→ Wybrany fragment
Autor Wątek: Rowerem przez pustynie Gobi  (Przeczytany 23679 razy)

Offline Mężczyzna bix

  • ten co pojechał Mikiemu :)
  • Wiadomości: 642
  • Miasto: był Wrocław, jest zagłębie
  • Na forum od: 28.11.2010
Rowerem przez pustynie Gobi
« 24 Sty 2011, 16:44 »
mdudek, bo to instrukcja dla tych co mają równo :)
Wariatom - przychodzi to intuicyjnie!
let's make it big :)

Offline holden1000

  • Wiadomości: 73
  • Miasto: Gryfino
  • Na forum od: 20.05.2010
Rowerem przez pustynie Gobi
« 28 Sty 2011, 10:50 »
Wdzie że kolega będzie w moim mieście
http://www.wloczykij.com/index.php?plik=program

Na pewno przyjdę obejrzeć

Offline Mężczyzna Robb

  • "Ojciec Założyciel"
  • Wiadomości: 15
  • Miasto: Kraina Wygasłych Wulkanów
  • Na forum od: 04.06.2006
    • Robb Maciąg
Rowerem przez pustynie Gobi
« 28 Sty 2011, 20:52 »
Waxmund . .o której ten pokaz ?
… why so serious ?

Offline kokop

  • Wiadomości: 900
  • Miasto: Chard
  • Na forum od: 11.01.2010
Rowerem przez pustynie Gobi
« 28 Sty 2011, 22:29 »
Ja to mam podejrzenie że to ganianie wielbłądów to nie było dla sportu.  Mnie to wygląda jak polowanie  :mrgreen:
Właśnie.  Waxmund.  Gdzie zaopatrywaliście się w żarcie ?  Bo np. w tym mieście gdzie wszyscy jeździli na waszych rowerach to sklepu nie było widać żadnego.
  Ja tak z ciekawości pytam.
No i co to było to coś czerwonego co wyżeraliście z kolczastych krzakorów?

→ Zadane ćwiczenie A
Oceń, czy stwierdzenia (i) holden1000 podaje jako miasto Gryfino, (ii) Robb jest na forum od 2010 roku, (iii) kokop pyta, gdzie zaopatrywano się w jedzenie, są zgodne z powyższym fragmentem. Przy każdym odpowiedz „tak” lub „nie” i przytocz rozstrzygające słowa fragmentu.
→ Zadane ćwiczenie B
Wypisz w kolejności występowania nazwy wszystkich użytkowników, którzy są autorami wpisów w powyższym fragmencie.

[Zestawienie danych]
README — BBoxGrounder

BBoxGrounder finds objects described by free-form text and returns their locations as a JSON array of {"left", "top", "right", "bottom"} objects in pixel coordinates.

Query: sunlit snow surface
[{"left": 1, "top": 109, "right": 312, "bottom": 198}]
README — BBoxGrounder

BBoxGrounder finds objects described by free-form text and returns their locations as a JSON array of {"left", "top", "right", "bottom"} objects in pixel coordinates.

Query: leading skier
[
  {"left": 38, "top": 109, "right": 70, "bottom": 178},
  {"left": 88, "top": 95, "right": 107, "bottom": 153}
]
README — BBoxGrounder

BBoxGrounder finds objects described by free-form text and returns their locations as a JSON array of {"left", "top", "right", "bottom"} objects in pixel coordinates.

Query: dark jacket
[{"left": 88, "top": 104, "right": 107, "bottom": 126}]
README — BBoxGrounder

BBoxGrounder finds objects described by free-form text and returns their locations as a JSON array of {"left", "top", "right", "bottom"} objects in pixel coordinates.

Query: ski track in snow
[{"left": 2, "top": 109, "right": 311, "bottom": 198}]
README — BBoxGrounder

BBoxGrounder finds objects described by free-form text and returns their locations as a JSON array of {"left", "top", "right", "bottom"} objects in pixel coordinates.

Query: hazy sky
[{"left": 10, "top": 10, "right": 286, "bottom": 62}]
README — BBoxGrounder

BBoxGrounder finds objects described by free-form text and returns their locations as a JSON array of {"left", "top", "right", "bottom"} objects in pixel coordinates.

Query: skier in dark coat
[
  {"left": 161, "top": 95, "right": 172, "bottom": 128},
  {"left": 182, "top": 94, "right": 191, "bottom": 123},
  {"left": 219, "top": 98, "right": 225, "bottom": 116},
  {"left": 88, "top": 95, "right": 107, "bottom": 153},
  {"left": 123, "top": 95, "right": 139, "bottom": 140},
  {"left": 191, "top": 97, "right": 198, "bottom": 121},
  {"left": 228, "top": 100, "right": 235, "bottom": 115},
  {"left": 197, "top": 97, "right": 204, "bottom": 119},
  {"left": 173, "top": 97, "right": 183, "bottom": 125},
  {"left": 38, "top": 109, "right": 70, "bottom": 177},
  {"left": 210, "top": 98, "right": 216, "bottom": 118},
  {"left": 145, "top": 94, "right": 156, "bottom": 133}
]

→ Gotowa odpowiedź A
(i) Tak: „Miasto: Gryfino”.
(ii) Nie: „Na forum od: 04.06.2006”.
(iii) Tak: „Gdzie zaopatrywaliście się w żarcie ?”.

→ Gotowa odpowiedź B
bix, holden1000, Robb, kokop